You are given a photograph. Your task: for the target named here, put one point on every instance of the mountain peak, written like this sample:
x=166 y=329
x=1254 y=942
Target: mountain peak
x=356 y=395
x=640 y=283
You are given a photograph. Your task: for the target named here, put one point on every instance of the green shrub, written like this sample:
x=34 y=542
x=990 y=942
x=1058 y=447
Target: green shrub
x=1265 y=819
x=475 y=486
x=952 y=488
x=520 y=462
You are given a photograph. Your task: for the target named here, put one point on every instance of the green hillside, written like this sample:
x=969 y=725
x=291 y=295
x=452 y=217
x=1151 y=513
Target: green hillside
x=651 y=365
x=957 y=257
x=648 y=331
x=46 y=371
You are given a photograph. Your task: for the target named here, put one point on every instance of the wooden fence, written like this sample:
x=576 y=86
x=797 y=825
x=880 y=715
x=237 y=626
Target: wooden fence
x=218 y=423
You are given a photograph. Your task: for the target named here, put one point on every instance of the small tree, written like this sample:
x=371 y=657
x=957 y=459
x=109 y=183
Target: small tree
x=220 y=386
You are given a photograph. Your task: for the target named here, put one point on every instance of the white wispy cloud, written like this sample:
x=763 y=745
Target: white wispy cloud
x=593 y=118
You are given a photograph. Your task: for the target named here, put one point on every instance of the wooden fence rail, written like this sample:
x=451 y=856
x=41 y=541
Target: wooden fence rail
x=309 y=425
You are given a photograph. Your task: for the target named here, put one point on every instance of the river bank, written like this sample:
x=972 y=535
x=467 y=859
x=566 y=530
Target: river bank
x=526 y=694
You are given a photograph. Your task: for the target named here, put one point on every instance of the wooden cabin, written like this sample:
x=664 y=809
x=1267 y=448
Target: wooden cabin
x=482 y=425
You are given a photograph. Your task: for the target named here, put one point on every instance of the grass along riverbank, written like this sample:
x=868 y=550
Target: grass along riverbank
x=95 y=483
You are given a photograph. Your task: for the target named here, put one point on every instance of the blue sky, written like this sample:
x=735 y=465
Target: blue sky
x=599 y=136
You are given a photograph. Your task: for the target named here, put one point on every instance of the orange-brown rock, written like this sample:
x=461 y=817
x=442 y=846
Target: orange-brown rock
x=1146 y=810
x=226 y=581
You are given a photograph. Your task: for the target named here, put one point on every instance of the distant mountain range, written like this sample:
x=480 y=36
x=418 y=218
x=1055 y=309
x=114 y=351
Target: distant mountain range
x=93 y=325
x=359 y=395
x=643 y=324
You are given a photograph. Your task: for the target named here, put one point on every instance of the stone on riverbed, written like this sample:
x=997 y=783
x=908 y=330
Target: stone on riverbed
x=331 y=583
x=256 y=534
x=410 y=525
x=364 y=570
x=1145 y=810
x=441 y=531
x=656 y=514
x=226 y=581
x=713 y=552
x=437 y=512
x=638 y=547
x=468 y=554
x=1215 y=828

### Instructions for the task
The range runs from the line above containing "of the blue" to the line containing "x=908 y=330", inclusive. Restate those lines word for word and no others.

### Response
You are given a photograph. Your task: for the target named here, put one point on every instance of the blue sky, written like this sample:
x=735 y=465
Target: blue sky
x=599 y=136
You are given a photograph. Your task: for the target named here, put one point on every instance of the orange-brown rock, written like this sample:
x=461 y=817
x=442 y=846
Target: orange-brown rock
x=1146 y=810
x=226 y=581
You are given a photograph. Your task: for the target named here, put one point on every instance of the distant mountain range, written like this sample:
x=480 y=36
x=418 y=218
x=1055 y=309
x=114 y=351
Target: distant mountain range
x=93 y=325
x=359 y=395
x=643 y=324
You are given a photograph. Your task: for the target named here, put one point on every instance of the stone on riverbed, written like this sample:
x=997 y=783
x=908 y=330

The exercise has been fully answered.